Exercise details: Your reply should hold every entry below exactly as written and none of the pictures.

•••••

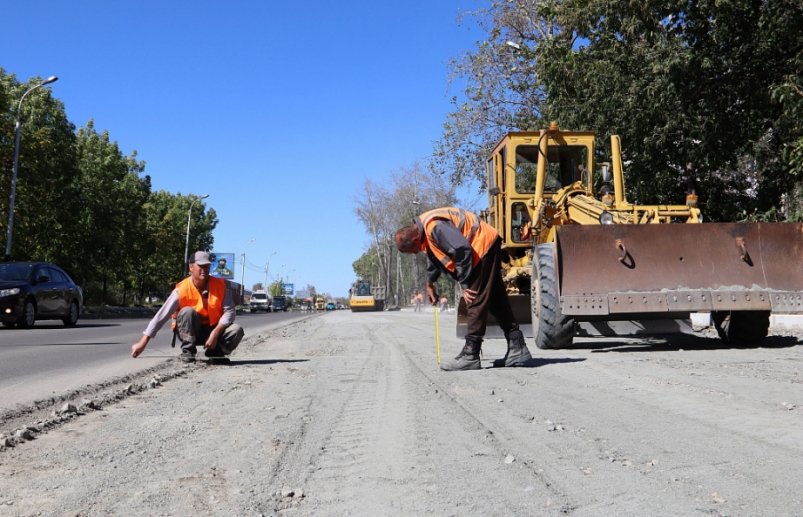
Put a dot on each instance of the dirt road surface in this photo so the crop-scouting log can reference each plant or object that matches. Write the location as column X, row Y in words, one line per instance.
column 348, row 414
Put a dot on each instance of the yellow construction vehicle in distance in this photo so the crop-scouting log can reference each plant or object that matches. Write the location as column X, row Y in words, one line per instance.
column 363, row 297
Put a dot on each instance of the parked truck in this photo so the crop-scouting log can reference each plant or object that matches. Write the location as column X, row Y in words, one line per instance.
column 576, row 250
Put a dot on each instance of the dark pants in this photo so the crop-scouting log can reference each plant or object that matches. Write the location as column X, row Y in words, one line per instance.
column 491, row 296
column 193, row 333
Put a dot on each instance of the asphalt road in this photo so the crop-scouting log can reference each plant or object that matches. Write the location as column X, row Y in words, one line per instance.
column 348, row 414
column 51, row 359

•••••

Reply to the task:
Put a dot on each instance of the dirt road surface in this photo so the crop-scouting log can reference each plant or object that matches. Write the location as column X, row Y in words, one line per instance.
column 348, row 414
Put a dot on each instance of the yellow construction vehicle in distance in this photo so the crop-scouting log can reference each plant or object that matches. Write the location as column X, row Y in words, one line per instance.
column 363, row 297
Put a dot on each instance of the parked truck in this photo so the crop-scouting log can reference each plant or object that matches. Write the location as column X, row Y in words, one line per instance.
column 576, row 250
Put a dot on each instance of the dark pants in this photo so the crop-scouting log can reference each plant or object that matches. Write the location as column X, row Y in words, one line per instance.
column 491, row 296
column 193, row 333
Put a dot on each instance of the asphalt road in this photo so the crop-scouting log can reference each plant or object that matches. Write the location as column X, row Y in words, one line per instance.
column 348, row 414
column 51, row 359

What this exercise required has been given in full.